WRITTEN TASKS:
(A) List every person the parliamentary debate excerpt identifies by name.
(B) Print the part of the parliamentary debate excerpt starting at "In that way, if" and ending at "of future consideration.", word for word.
(C) Proceed with the parliamentary debate excerpt, picking up right after its final sentence.

DOCUMENT EXCERPT:
+===+
Order. Perhaps the hon. Gentleman will relate his arguments to Statutory Instrument No. 1510, as that is the matter now before the House.

Mr. McCrindle

I shall try to do that, Mr. Deputy Speaker. In the process, I shall show that although it is perfectly proper to take account of the surrender value in the way that I have suggested there may at some future date be a strong argument for taking account of the surrender values only where they do not relate to the systematic payment of premiums over a given minimum period. In that way we shall continue to take into account surrender values of £2,000 and over if they are the product of a tax-saving device, but they will not be taken into account if they are the product of genuine, systematic saving.

In that way, if I may relate my remarks to something that I said earlier, we would not run the risk of penalising thrift in the way that one of my hon. Friends accused the Government of doing the other day.

I end by saying that if we do that in relation to one form of systematic saving we may in future have to consider paragraph 6(c)(i) of the resources regulations and to take into account, as an exclusion from the investment aspect of the consideration before us this evening, the same sort of application where a person holds Build-up shares in a building society rather than an insurance policy. I appreciate that I am skating on rather thin ice in continuing along such lines, but I hope that I have said sufficient to make the House appreciate that the point is worthy of future consideration.

11.16 pm
The Under-Secretary of State for Health and Social Security (Mrs. Lynda Chalker)

This has been an interesting debate, ranging over a wide number of issues, some contained in the orders and some not.

I start by welcoming the hon. Member for Pontypridd (Mr. John) to our deliberations. He will learn that a friendly rivalry goes on. We try to work together to improve regulations, although some people from outside the House this evening may wonder whether our efforts are worth while.

First, I wish to clear up the point that has been raised by many hon. Members about the consolidation orders. I was grateful to the hon. Member for Birmingham, Perry Barr (Mr. Rooker) for ringing my office this morning, although his telling me that the problem was in the first half of one set of regulations was rather like sending me through the haystack to find the piece of grit that he thought was there. He has no doubt given me plenty of food for thought during the day.

I shall try to explain what has happened and assure the House that these are consolidation regulations. They contain no new material. However, the matter is complicated and in trying to make it clearer I suspect that many people have misunderstood what is going on.

When I talk about the original single payments regulations, I am referring to those that we discussed in the House on 27 July last. Regulations 9 and 10 of those original single payments regulations have been reordered especially so that regulation 9, in the consolidated version, contains only the list of essential furniture and household equipment. That has meant that some reorganisation of the remaining provisions was necessary, especially paragraphs (1) to (3) of the original regulation 9, which govern the entitlement to single payments for the purchase of items.
+===+
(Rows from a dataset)
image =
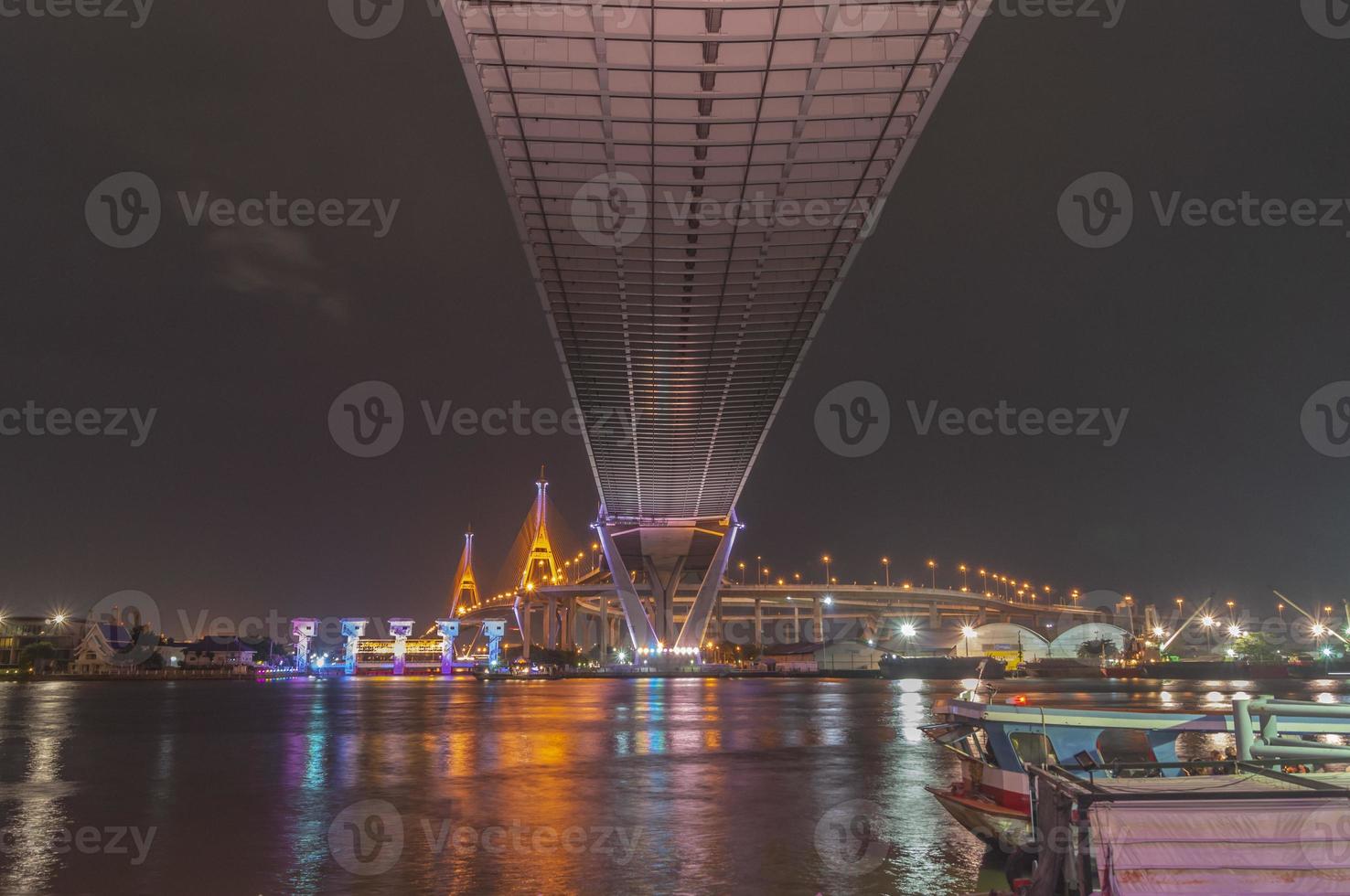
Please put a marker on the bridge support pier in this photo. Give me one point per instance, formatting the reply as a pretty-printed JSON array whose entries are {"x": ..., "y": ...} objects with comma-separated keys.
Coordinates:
[
  {"x": 638, "y": 626},
  {"x": 663, "y": 598},
  {"x": 522, "y": 623},
  {"x": 695, "y": 624},
  {"x": 603, "y": 635}
]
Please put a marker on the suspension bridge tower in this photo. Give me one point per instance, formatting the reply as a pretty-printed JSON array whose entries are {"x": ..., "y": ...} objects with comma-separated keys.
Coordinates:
[
  {"x": 466, "y": 586},
  {"x": 541, "y": 564}
]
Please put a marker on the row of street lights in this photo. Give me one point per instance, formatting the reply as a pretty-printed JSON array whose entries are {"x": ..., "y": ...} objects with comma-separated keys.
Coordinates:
[{"x": 1006, "y": 587}]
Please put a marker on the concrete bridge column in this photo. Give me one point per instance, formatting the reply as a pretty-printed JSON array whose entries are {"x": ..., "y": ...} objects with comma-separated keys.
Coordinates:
[
  {"x": 522, "y": 620},
  {"x": 603, "y": 638}
]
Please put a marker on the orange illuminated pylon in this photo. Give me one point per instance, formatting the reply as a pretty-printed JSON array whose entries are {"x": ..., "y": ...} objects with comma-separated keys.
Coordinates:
[
  {"x": 466, "y": 587},
  {"x": 541, "y": 566}
]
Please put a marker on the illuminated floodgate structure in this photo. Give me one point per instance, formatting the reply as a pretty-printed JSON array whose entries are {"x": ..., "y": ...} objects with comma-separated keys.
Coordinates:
[
  {"x": 396, "y": 655},
  {"x": 691, "y": 180}
]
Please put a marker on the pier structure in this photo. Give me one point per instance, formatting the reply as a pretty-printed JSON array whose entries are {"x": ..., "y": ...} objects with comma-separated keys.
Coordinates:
[{"x": 304, "y": 630}]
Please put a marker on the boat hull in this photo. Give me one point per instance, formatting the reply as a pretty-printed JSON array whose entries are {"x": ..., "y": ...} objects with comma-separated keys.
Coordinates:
[{"x": 998, "y": 826}]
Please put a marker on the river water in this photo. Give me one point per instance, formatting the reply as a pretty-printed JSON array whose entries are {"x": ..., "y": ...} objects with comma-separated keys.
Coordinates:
[{"x": 424, "y": 785}]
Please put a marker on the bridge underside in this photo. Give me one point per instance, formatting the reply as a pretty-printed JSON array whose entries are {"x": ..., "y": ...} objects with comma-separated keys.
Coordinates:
[
  {"x": 589, "y": 614},
  {"x": 691, "y": 180}
]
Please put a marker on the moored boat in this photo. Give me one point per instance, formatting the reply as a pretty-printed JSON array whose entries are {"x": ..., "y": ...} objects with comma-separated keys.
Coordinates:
[{"x": 995, "y": 742}]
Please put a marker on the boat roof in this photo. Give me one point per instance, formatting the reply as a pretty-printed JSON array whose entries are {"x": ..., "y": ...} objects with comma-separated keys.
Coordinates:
[
  {"x": 1071, "y": 717},
  {"x": 1203, "y": 784}
]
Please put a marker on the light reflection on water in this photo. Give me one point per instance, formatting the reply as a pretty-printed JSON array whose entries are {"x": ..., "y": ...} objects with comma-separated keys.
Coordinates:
[{"x": 714, "y": 785}]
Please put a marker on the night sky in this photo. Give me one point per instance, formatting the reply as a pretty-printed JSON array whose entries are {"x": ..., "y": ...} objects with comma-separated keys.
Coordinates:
[{"x": 969, "y": 293}]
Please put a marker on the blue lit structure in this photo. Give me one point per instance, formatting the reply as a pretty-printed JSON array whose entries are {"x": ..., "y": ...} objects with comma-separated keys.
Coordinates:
[{"x": 352, "y": 630}]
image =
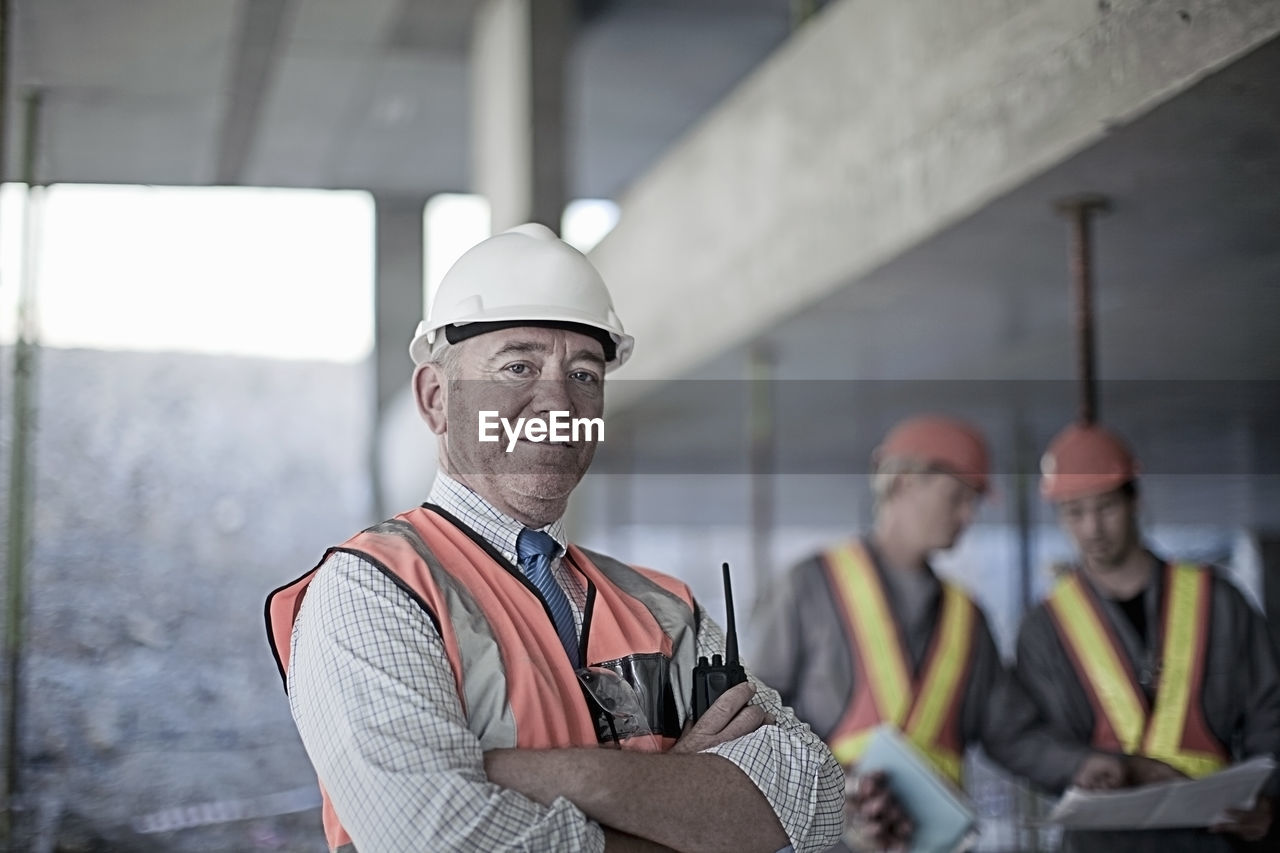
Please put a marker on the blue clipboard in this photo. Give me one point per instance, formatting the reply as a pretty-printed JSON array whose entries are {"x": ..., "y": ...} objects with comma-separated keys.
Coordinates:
[{"x": 942, "y": 815}]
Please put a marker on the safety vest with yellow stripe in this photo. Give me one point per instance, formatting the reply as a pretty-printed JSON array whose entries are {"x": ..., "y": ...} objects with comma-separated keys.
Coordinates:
[
  {"x": 1173, "y": 730},
  {"x": 927, "y": 710},
  {"x": 516, "y": 684}
]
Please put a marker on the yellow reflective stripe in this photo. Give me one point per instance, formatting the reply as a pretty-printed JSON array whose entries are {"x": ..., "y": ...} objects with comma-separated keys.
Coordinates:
[
  {"x": 1193, "y": 763},
  {"x": 850, "y": 748},
  {"x": 942, "y": 678},
  {"x": 1173, "y": 696},
  {"x": 876, "y": 632},
  {"x": 1110, "y": 680}
]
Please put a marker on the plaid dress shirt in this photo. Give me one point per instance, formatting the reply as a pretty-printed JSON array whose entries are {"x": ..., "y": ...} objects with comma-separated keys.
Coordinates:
[{"x": 374, "y": 698}]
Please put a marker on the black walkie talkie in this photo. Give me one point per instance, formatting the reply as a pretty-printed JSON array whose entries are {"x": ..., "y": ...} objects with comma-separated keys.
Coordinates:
[{"x": 712, "y": 679}]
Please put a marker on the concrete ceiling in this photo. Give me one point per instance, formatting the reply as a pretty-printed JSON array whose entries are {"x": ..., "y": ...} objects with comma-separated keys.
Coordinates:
[
  {"x": 978, "y": 319},
  {"x": 368, "y": 95}
]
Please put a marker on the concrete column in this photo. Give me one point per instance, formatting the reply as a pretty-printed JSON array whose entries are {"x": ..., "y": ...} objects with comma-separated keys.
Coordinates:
[
  {"x": 397, "y": 306},
  {"x": 517, "y": 109}
]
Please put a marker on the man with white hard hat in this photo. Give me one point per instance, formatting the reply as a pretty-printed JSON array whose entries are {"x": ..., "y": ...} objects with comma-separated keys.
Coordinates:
[
  {"x": 865, "y": 634},
  {"x": 1157, "y": 660},
  {"x": 466, "y": 679}
]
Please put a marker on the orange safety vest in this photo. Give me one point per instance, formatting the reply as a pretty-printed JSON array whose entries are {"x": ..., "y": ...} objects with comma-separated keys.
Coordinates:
[
  {"x": 516, "y": 684},
  {"x": 926, "y": 710},
  {"x": 1174, "y": 731}
]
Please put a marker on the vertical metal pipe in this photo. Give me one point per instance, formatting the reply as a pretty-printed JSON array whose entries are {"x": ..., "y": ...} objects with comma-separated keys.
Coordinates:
[
  {"x": 19, "y": 473},
  {"x": 5, "y": 58},
  {"x": 760, "y": 423},
  {"x": 1079, "y": 210}
]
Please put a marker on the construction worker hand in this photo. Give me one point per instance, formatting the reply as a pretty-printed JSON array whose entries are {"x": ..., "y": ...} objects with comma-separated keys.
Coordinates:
[
  {"x": 1100, "y": 771},
  {"x": 1251, "y": 824},
  {"x": 730, "y": 716},
  {"x": 873, "y": 811},
  {"x": 1148, "y": 771}
]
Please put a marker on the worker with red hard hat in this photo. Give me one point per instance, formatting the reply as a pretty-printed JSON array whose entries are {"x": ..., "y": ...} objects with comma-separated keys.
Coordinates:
[
  {"x": 1161, "y": 661},
  {"x": 865, "y": 633}
]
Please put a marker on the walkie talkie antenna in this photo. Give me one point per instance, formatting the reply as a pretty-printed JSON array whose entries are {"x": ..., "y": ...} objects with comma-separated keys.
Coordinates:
[{"x": 731, "y": 639}]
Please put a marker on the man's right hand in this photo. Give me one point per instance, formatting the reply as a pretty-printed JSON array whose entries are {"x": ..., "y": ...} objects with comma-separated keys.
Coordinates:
[
  {"x": 874, "y": 815},
  {"x": 730, "y": 716},
  {"x": 1101, "y": 771},
  {"x": 1142, "y": 770}
]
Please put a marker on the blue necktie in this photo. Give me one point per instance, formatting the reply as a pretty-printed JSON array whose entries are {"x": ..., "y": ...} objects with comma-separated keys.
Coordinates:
[{"x": 535, "y": 551}]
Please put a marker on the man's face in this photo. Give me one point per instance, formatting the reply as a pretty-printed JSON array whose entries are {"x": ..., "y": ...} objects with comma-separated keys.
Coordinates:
[
  {"x": 938, "y": 506},
  {"x": 1102, "y": 527},
  {"x": 519, "y": 373}
]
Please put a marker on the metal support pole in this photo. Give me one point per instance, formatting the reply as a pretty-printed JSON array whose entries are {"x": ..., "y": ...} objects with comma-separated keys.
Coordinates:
[
  {"x": 21, "y": 475},
  {"x": 5, "y": 58},
  {"x": 762, "y": 424},
  {"x": 1079, "y": 210}
]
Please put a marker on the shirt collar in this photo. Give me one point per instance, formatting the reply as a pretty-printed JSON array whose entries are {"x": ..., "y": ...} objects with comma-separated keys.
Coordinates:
[{"x": 494, "y": 527}]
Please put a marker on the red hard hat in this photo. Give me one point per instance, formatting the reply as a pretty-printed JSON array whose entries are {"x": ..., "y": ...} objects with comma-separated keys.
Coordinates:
[
  {"x": 1083, "y": 460},
  {"x": 949, "y": 443}
]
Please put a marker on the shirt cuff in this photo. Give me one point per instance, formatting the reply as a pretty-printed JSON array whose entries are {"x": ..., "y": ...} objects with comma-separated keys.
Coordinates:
[{"x": 790, "y": 776}]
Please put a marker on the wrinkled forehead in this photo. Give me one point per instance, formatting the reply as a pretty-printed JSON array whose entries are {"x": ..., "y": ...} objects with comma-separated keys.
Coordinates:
[{"x": 533, "y": 340}]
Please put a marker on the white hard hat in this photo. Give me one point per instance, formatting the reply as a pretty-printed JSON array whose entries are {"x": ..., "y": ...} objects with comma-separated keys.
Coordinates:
[{"x": 525, "y": 274}]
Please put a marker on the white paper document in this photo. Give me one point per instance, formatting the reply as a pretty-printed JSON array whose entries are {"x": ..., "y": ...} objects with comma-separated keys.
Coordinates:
[{"x": 1201, "y": 802}]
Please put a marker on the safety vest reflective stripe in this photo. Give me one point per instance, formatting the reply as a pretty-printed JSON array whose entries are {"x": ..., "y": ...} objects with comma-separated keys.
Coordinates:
[
  {"x": 941, "y": 684},
  {"x": 876, "y": 632},
  {"x": 928, "y": 711},
  {"x": 1170, "y": 734},
  {"x": 1106, "y": 669},
  {"x": 1174, "y": 731},
  {"x": 516, "y": 685}
]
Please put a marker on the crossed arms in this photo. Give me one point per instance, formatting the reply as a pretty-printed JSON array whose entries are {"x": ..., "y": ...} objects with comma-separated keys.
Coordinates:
[{"x": 375, "y": 703}]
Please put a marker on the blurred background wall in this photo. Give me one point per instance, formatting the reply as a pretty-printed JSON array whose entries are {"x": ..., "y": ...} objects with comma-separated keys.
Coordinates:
[{"x": 220, "y": 222}]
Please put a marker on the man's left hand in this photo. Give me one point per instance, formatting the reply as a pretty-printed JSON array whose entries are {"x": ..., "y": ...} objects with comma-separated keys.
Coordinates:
[
  {"x": 1249, "y": 824},
  {"x": 731, "y": 716}
]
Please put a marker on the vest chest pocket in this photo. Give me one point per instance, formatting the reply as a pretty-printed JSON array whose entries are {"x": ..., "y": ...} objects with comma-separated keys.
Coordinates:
[{"x": 631, "y": 697}]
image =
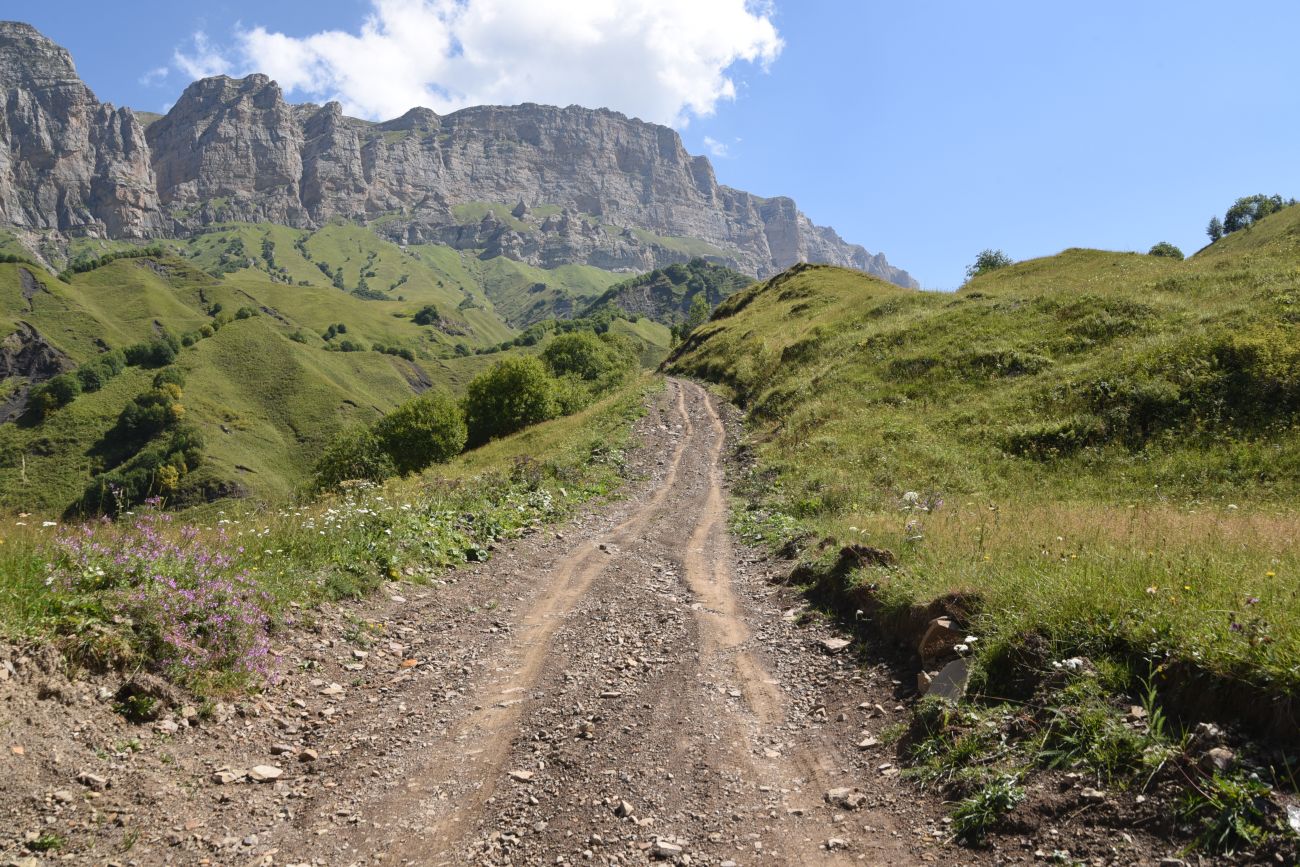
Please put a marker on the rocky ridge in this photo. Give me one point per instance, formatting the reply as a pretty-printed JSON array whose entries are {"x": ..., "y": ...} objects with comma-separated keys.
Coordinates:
[
  {"x": 66, "y": 160},
  {"x": 537, "y": 183}
]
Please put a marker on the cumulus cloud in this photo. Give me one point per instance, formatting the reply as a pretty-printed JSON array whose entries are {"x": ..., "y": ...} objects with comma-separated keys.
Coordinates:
[
  {"x": 202, "y": 59},
  {"x": 661, "y": 60},
  {"x": 155, "y": 77}
]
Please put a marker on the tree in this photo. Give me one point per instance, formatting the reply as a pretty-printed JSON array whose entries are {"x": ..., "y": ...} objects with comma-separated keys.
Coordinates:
[
  {"x": 354, "y": 455},
  {"x": 696, "y": 316},
  {"x": 1249, "y": 209},
  {"x": 514, "y": 394},
  {"x": 424, "y": 430},
  {"x": 1166, "y": 250},
  {"x": 53, "y": 393},
  {"x": 988, "y": 260},
  {"x": 586, "y": 356},
  {"x": 1216, "y": 229}
]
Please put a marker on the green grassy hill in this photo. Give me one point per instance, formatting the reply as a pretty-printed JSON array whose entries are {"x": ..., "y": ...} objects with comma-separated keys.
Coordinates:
[
  {"x": 664, "y": 295},
  {"x": 269, "y": 388},
  {"x": 1096, "y": 449}
]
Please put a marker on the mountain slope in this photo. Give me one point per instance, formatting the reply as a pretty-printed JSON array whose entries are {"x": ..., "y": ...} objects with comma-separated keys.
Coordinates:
[
  {"x": 540, "y": 185},
  {"x": 1099, "y": 449},
  {"x": 265, "y": 390},
  {"x": 664, "y": 295}
]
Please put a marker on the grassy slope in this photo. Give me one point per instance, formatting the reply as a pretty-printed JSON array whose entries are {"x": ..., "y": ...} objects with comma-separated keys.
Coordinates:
[
  {"x": 264, "y": 402},
  {"x": 347, "y": 545},
  {"x": 267, "y": 403},
  {"x": 1183, "y": 540}
]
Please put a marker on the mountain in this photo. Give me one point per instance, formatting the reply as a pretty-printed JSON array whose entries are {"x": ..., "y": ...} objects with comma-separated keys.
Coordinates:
[
  {"x": 68, "y": 161},
  {"x": 538, "y": 185},
  {"x": 664, "y": 295},
  {"x": 1091, "y": 454}
]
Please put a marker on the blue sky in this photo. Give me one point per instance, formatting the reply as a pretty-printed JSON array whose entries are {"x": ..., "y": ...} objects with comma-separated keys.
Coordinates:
[{"x": 927, "y": 130}]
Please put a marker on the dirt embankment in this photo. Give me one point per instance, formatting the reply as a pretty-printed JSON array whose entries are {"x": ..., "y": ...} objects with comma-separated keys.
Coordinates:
[{"x": 631, "y": 688}]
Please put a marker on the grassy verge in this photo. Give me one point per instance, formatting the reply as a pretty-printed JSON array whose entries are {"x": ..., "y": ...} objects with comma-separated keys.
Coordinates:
[
  {"x": 200, "y": 595},
  {"x": 1088, "y": 463}
]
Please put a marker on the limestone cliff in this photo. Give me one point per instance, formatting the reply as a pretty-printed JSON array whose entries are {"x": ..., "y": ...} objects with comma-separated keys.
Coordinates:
[
  {"x": 68, "y": 161},
  {"x": 537, "y": 183}
]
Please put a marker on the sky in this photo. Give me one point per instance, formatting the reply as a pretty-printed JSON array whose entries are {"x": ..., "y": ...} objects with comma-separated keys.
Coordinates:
[{"x": 927, "y": 130}]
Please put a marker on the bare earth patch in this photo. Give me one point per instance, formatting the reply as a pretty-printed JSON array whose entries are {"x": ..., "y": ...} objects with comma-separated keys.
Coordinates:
[{"x": 632, "y": 688}]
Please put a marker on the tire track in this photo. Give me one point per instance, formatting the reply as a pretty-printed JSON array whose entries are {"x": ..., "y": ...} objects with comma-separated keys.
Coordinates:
[{"x": 462, "y": 775}]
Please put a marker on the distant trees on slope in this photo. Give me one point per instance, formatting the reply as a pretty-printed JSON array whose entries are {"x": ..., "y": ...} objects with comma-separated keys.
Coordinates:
[
  {"x": 1244, "y": 213},
  {"x": 987, "y": 261}
]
+===+
ANSWERS FOR THE TASKS:
(A)
Mr. McCrindle
Mrs. Lynda Chalker
Mr. John
Mr. Rooker

(B)
In that way, if I may relate my remarks to something that I said earlier, we would not run the risk of penalising thrift in the way that one of my hon. Friends accused the Government of doing the other day.

I end by saying that if we do that in relation to one form of systematic saving we may in future have to consider paragraph 6(c)(i) of the resources regulations and to take into account, as an exclusion from the investment aspect of the consideration before us this evening, the same sort of application where a person holds Build-up shares in a building society rather than an insurance policy. I appreciate that I am skating on rather thin ice in continuing along such lines, but I hope that I have said sufficient to make the House appreciate that the point is worthy of future consideration.

(C)
It is suggested that in doing so—that is the gist of the messages that have been going back and forth—we have changed the meaning of regulation 9(3), which is now, under Statutory Instrument No. 1528, paragraph 10(1)(b). For the benefit of those listening, I wish to go through original regulation 9(1) to (3).

Paragraph (1) provided that the claimant who had recently become the tenant or owner of an unfurnished or partly furnished home—I shall refer to him as a recent tenant or owner—and who satisfied one of the conditions in paragraph (2) was entitled to a single payment for the purchase of an item.

There are four alternative conditions in paragraph (2), but in the case of two of them, sub-paragraphs (c) and (d), a further condition has to be satisfied. In effect, he is not entitled if he moved into unfurnished accommodation when there was suitable alternative furnished accommodation in the area.

Paragraph (3) was plainly intended to cover—and, I say, did cover—other situations. The original 27 July version applied where one specified condition of paragraph (2)—namely, sub-paragraph (b)—was satisfied, or the item needed was a cooking or heating appliance, or the claimant was a squatter. As from 27 July this year, paragraph (3) was amended so that it could apply where another condition of paragraph (2) applied—subparagraph (c). That refers to claimants with no prospect of employment.

The House may recall that sub-paragraph (c) has a further condition attached. For example, where someone has recently become a tenant or owner he can succeed only if there is no suitable furnished accommodation available. That further condition was not imported into paragraph (3). It would, however, be nonsense to suggest that a recent tenant or owner who has no prospects of employment but does not satisfy that further condition could nevertheless succeed under paragraph (3).

Plainly, paragraphs (1) and (3) are mutually exclusive. Any other construction would render the original paragraph (1)(c) and its further condition otiose. A recent owner or tenant can succeed only under paragraph (1) and cannot benefit under paragraph (3).

I apologise for the fact that the matter is so complicated. I hope that when hon. Members read the Official Report they will follow what I have been seeking to explain to them.

I think it is clear that there was some confusion in the original 27 July wording. That may be the reason for the case in North Shields that was mentioned, and I shall be glad to receive details of it so that it can be given further consideration.

Our legal advice was that the proper construction was that a recent tenant or owner could succeed only under paragraph (1) and not under paragraph (3). In the consolidation the opportunity was taken, while reordering the provisions, merely to clarify the position. That is perfectly permissible within the terms of consolidation. I hope that that answers the point made by the hon. Member for Keighley (Mr. Cryer).

Paragraph (3) of the old regulation 9 is now paragraph (1)(b) of regulation 10, prefaced by the words the claimant has not recently become such a tenant or owner". I hope that I have been able to assure the House that the consilidated version reflects the law as it was before consolidation. I shall look into any case brought to my notice by the hon. Member for Keighley or any other hon. Member. I do not believe that there is anything to worry about here. Does the hon. Member for Perry Barr wish to intervene?

Mr. J. W. Rooker (Birmingham, Perry Barr)

I am grateful to the Minister for giving me the opportunity. Under the previous regulation, it was possible for a claimant who was single and on benefit for less than six months to obtain payment for a cooker or a heater if he moved into a flat without one or both of those items. That was the position up to 23 November last. The position since then has changed, because a person in that position cannot now claim under either regulation 10(1)(a) or 10(1)(b). It is not possible for a person in that position to succeed in a claim.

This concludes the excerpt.